=== Begin Enclosure ===

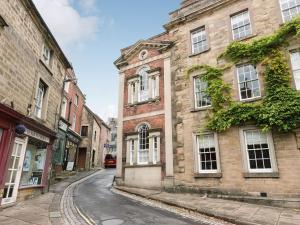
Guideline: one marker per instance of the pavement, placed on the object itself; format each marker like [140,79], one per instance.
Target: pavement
[42,210]
[228,210]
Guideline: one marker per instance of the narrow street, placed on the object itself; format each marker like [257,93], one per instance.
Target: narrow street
[97,201]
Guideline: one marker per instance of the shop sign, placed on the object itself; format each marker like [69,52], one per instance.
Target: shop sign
[37,136]
[63,126]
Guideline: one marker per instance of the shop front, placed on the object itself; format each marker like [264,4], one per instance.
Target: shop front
[28,163]
[71,150]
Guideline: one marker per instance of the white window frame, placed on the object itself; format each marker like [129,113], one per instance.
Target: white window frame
[74,121]
[40,99]
[46,54]
[138,147]
[232,17]
[245,154]
[239,83]
[64,107]
[198,166]
[200,32]
[131,151]
[76,100]
[195,94]
[297,6]
[294,69]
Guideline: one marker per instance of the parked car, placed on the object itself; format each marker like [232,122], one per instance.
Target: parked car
[110,161]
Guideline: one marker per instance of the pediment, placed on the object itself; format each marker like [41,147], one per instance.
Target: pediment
[135,49]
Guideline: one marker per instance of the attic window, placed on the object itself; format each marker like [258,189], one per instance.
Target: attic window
[143,54]
[2,22]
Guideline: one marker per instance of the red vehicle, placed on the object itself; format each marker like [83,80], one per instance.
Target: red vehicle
[110,161]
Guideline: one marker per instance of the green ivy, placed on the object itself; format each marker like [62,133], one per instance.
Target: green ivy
[280,107]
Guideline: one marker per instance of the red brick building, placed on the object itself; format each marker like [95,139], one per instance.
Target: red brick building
[144,113]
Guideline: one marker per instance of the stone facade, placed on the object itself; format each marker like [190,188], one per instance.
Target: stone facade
[32,69]
[143,72]
[232,177]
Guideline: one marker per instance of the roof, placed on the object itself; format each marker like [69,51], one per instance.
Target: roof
[99,121]
[45,29]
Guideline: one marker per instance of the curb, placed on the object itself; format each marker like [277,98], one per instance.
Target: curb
[55,216]
[204,212]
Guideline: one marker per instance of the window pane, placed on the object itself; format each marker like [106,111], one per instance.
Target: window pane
[207,152]
[248,82]
[241,26]
[258,150]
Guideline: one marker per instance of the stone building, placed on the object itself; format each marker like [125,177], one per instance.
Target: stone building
[242,160]
[69,125]
[32,70]
[226,163]
[144,137]
[94,133]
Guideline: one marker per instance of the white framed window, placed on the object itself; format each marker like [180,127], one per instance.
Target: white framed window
[259,151]
[143,75]
[155,149]
[289,9]
[295,61]
[207,153]
[199,41]
[248,82]
[76,100]
[46,54]
[131,153]
[74,122]
[39,99]
[64,107]
[241,25]
[143,144]
[201,98]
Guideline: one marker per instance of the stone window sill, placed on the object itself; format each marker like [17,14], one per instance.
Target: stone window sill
[208,175]
[46,66]
[201,109]
[199,53]
[261,175]
[245,38]
[143,165]
[149,101]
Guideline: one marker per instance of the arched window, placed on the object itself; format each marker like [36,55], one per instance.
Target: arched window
[143,151]
[143,84]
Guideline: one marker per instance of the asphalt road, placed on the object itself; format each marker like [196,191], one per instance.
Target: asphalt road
[95,199]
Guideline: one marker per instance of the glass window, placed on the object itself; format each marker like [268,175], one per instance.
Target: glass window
[295,61]
[143,150]
[199,42]
[39,100]
[155,150]
[258,151]
[201,97]
[34,162]
[241,26]
[131,152]
[84,131]
[207,155]
[74,122]
[143,84]
[46,54]
[248,82]
[289,9]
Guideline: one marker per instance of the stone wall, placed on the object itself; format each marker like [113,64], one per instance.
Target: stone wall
[21,64]
[265,19]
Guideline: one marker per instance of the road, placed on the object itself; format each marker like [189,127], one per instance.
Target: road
[95,200]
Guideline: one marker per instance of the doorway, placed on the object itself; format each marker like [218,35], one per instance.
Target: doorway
[81,158]
[14,171]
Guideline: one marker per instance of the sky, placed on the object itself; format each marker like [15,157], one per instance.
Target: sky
[91,34]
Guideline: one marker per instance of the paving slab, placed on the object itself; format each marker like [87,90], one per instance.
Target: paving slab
[232,211]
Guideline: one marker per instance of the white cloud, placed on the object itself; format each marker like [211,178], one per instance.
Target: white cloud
[68,26]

=== End Enclosure ===

Task goal -> Output the entries above exactly as given, but strip out the pictures.

Response to the task ->
Guideline: one marker per instance of the pavement, placed on the object itself; format each marker like [140,79], one per instance.
Target: pavement
[42,210]
[228,210]
Guideline: one marker per instance of the narrow street, placed on the object itself; format each marker like [257,93], one per instance.
Target: narrow street
[97,201]
Guideline: one marker per instance of the shop sign, placed on the object itself; format each marker like [69,52], one per instance.
Target: shop sign
[37,136]
[63,126]
Guideline: one marker per instance of the shop front, placed on the object itself; format each marker like [264,4], one per instance.
Target: shop front
[28,163]
[71,150]
Guideline: one marker per instance of the white window frame, placed on the object itself; format each marker like [129,113], one per instance.
Target: white window frame
[74,121]
[40,99]
[46,54]
[138,147]
[232,17]
[245,154]
[239,83]
[64,107]
[198,166]
[200,32]
[131,151]
[76,100]
[195,94]
[297,6]
[294,69]
Guideline: one marker per instance of the parked car, placed on the object itself; format each marker like [232,122], one per instance.
Target: parked car
[110,161]
Guideline: one marker per instance of the pediment, placed on the object itself; format each marker like [41,147], one per instance.
Target: pediment
[135,49]
Guideline: one marker per instance of the attic window, placed on the object itself; format each marker like [258,189], one per instance.
Target: attic window
[143,54]
[2,22]
Guideline: one marker per instance of the red vehicle, placed on the object itself; format each marker like [83,80], one per instance.
Target: red vehicle
[110,161]
Guideline: one marker per instance of the green ivy, placed on the object itself; format each marker like [62,133], one per instance.
Target: green ivy
[280,107]
Guideline: one marker per instance of the red brick building, placed on the object itself; format each marker like [95,139], one per instance.
Target: red brick building
[144,113]
Guideline: one marker per instance of the stone facade, placed on the object itself; format each marker like [190,188], one per instance.
Target: stone facade
[32,69]
[143,72]
[232,177]
Guideline: one marker per instance of the roof, placed on the object itself; format each marker like [69,51], one per instance.
Target: roof
[99,121]
[45,29]
Guideline: one marker per instance of the curb, placed on the object itself; format each marker like [277,98], one per instance.
Target: curb
[55,216]
[204,212]
Guideline: one marker per instance of the window pane, placed on the object itself; format each marker like [106,111], one per instance.
Target: window pane
[207,152]
[248,82]
[241,26]
[258,150]
Guideline: one marker per instance of the stone building, placed on the object itself; format each marker like [125,177], one per instance.
Target: stone building
[242,160]
[69,125]
[32,70]
[226,163]
[144,137]
[94,133]
Guideline: one marker per instance of the white framed window, placed on the object itself; format each marker like [180,127], one per instance.
Target: white framed window
[259,151]
[143,75]
[155,149]
[289,9]
[295,61]
[207,153]
[199,41]
[248,82]
[76,100]
[46,54]
[131,153]
[74,122]
[39,99]
[64,107]
[241,25]
[143,144]
[201,98]
Guideline: one marker per instance of the stone window sill, placed on the object itself; format each marker like [17,14], one per instance.
Target: stone window sill
[208,175]
[46,66]
[201,109]
[199,53]
[261,175]
[245,38]
[143,165]
[149,101]
Guideline: one marker per instance of the arched window, placed on the object itself; format each marker like [36,55], one per instance.
Target: arched window
[143,151]
[143,84]
Guideline: one marker per instance of the asphalt road, placed on the object itself; format each marker like [196,191], one per instance.
Target: asphalt road
[95,199]
Guideline: one marker per instance of the glass window, placed on the object itself; format each marker like [268,175], one per instance.
Target: glass window
[295,61]
[143,150]
[199,42]
[39,100]
[155,150]
[258,151]
[201,97]
[34,162]
[241,26]
[131,152]
[84,131]
[207,155]
[74,122]
[143,84]
[46,54]
[248,82]
[289,9]
Guideline: one marker per instance of the stone wall, placed on the object itself; format each marker like [113,64], one per instance.
Target: stone wall
[21,64]
[265,19]
Guideline: one marker per instance of the road, placed on the object itself; format each marker like [189,127], one per instance.
Target: road
[95,200]
Guideline: one marker per instance of the doorway, placed on the object itself; format each marker like [218,35], one per instance.
Target: doorway
[81,158]
[14,171]
Guideline: one marker per instance of the sky, placed on the object itself; format each marker like [15,157], one per instance.
Target: sky
[91,34]
Guideline: one marker per instance of the paving slab, placed on the object itself; format each marker like [87,90], one per instance.
Target: paving slab
[232,211]
Guideline: one marker per instance of the white cloud, placed on the object itself; format each marker like [211,178], one per instance.
Target: white cloud
[68,26]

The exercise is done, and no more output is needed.